### Direction
Copy out every line below that contains the string "leaf", matching case exactly.
# START OF Data for this task
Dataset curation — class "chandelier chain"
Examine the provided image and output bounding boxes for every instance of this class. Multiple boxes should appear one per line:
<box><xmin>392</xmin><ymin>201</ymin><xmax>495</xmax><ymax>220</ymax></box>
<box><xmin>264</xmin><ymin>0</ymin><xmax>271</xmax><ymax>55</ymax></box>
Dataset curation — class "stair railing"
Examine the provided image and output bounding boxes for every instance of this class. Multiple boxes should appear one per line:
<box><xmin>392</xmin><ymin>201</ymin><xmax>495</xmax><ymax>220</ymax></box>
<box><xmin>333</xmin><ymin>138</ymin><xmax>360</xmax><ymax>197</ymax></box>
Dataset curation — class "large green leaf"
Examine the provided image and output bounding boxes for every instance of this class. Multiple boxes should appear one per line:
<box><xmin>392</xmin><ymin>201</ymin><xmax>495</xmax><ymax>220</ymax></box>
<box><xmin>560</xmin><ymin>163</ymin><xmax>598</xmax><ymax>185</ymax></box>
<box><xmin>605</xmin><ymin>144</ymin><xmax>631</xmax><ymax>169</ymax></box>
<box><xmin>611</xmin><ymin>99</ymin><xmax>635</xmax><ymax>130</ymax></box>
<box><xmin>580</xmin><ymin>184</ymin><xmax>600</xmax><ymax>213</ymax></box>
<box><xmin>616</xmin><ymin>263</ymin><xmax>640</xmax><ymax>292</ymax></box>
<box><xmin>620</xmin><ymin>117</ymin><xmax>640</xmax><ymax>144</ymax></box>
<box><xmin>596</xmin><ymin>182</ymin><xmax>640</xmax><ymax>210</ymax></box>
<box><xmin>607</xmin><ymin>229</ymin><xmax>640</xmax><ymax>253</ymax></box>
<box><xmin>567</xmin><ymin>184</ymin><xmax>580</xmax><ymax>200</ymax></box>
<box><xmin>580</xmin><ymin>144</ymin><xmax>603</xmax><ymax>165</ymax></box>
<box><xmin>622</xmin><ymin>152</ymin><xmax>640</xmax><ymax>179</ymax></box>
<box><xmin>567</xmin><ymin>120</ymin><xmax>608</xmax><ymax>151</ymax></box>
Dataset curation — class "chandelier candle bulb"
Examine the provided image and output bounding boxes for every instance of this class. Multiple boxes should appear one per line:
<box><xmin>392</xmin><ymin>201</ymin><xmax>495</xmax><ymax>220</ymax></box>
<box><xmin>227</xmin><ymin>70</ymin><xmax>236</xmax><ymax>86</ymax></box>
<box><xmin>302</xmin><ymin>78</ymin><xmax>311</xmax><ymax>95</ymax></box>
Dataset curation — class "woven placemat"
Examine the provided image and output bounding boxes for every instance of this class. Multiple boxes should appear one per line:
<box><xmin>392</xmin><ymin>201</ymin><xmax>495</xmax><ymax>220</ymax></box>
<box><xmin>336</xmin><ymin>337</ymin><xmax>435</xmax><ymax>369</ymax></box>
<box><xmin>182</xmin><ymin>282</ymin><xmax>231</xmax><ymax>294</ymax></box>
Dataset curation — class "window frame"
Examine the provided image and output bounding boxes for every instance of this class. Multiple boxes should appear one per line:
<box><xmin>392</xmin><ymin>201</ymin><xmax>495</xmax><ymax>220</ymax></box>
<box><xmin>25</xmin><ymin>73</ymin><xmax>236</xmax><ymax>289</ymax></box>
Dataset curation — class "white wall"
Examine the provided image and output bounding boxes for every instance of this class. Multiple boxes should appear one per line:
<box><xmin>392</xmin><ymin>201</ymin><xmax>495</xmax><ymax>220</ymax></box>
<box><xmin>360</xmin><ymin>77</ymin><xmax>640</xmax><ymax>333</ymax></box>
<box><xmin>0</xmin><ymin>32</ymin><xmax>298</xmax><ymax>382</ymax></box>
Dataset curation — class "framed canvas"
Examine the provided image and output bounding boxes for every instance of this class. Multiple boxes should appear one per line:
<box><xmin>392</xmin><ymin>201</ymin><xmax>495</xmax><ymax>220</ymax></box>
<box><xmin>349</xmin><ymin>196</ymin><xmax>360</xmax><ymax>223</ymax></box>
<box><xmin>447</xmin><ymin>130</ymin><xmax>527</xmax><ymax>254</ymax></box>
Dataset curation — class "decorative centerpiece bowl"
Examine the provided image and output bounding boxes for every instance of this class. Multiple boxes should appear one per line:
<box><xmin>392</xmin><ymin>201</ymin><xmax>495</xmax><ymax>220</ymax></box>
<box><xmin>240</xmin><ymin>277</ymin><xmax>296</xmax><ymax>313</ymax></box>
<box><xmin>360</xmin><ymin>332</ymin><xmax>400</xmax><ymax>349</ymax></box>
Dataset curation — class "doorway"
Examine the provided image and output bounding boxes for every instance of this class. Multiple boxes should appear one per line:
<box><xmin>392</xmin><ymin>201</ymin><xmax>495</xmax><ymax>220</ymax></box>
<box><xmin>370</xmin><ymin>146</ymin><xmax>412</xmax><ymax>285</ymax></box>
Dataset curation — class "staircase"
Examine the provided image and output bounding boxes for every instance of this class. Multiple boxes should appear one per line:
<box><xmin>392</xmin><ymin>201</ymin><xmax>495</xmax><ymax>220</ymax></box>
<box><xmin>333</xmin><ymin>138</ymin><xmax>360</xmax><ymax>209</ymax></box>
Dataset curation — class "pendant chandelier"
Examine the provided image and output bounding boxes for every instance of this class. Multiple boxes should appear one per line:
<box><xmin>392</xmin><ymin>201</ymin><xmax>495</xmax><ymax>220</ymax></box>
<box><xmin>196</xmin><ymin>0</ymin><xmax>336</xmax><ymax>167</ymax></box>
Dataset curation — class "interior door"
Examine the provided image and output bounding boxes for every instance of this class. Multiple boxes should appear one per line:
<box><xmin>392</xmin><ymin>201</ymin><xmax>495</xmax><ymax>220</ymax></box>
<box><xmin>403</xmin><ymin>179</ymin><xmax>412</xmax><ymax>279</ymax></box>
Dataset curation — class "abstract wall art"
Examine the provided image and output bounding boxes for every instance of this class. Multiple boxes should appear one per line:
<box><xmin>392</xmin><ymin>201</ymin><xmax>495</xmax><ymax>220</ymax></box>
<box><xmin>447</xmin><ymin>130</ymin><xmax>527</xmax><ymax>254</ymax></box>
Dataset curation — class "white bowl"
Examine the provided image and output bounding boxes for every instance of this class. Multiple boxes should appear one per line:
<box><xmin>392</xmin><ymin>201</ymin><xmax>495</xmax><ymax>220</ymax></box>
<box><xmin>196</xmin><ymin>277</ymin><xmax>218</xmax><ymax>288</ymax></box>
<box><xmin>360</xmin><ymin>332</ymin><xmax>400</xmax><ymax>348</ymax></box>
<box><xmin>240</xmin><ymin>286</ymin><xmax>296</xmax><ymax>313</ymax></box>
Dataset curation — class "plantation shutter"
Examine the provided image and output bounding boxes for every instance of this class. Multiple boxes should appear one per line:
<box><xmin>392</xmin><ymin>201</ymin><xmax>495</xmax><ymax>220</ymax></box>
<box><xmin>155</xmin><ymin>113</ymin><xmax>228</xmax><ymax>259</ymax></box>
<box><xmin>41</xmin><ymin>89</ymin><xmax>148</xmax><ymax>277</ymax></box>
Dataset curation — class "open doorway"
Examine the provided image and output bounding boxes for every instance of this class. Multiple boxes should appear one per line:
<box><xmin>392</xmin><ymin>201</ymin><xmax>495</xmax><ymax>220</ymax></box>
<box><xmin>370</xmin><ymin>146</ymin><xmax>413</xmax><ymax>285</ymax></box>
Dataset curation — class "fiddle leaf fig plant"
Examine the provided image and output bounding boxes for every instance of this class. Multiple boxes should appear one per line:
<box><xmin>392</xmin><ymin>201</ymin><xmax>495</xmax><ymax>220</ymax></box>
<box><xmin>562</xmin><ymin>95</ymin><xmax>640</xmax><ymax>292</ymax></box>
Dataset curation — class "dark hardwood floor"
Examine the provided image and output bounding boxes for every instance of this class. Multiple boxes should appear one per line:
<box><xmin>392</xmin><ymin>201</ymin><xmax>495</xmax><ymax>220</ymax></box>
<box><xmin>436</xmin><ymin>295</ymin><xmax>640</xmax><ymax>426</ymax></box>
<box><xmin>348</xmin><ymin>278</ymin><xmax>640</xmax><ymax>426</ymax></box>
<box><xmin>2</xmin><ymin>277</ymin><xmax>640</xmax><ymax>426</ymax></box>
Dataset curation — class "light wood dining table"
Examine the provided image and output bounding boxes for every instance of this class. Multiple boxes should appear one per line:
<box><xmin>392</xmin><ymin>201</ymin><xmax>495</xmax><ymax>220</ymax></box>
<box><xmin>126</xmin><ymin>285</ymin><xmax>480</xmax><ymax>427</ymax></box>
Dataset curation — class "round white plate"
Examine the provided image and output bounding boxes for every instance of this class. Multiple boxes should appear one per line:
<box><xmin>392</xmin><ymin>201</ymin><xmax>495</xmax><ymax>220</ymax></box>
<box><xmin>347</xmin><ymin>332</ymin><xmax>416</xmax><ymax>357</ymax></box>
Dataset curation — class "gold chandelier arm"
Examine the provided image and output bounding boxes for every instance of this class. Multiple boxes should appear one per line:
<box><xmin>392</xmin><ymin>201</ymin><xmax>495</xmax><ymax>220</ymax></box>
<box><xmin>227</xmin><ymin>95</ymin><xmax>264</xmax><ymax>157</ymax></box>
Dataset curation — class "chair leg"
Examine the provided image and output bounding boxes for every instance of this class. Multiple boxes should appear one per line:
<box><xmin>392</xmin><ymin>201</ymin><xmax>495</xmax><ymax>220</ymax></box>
# END OF Data for this task
### Solution to this problem
Dataset curation — class "large green leaf"
Dataset curation — class "fiddle leaf fig plant"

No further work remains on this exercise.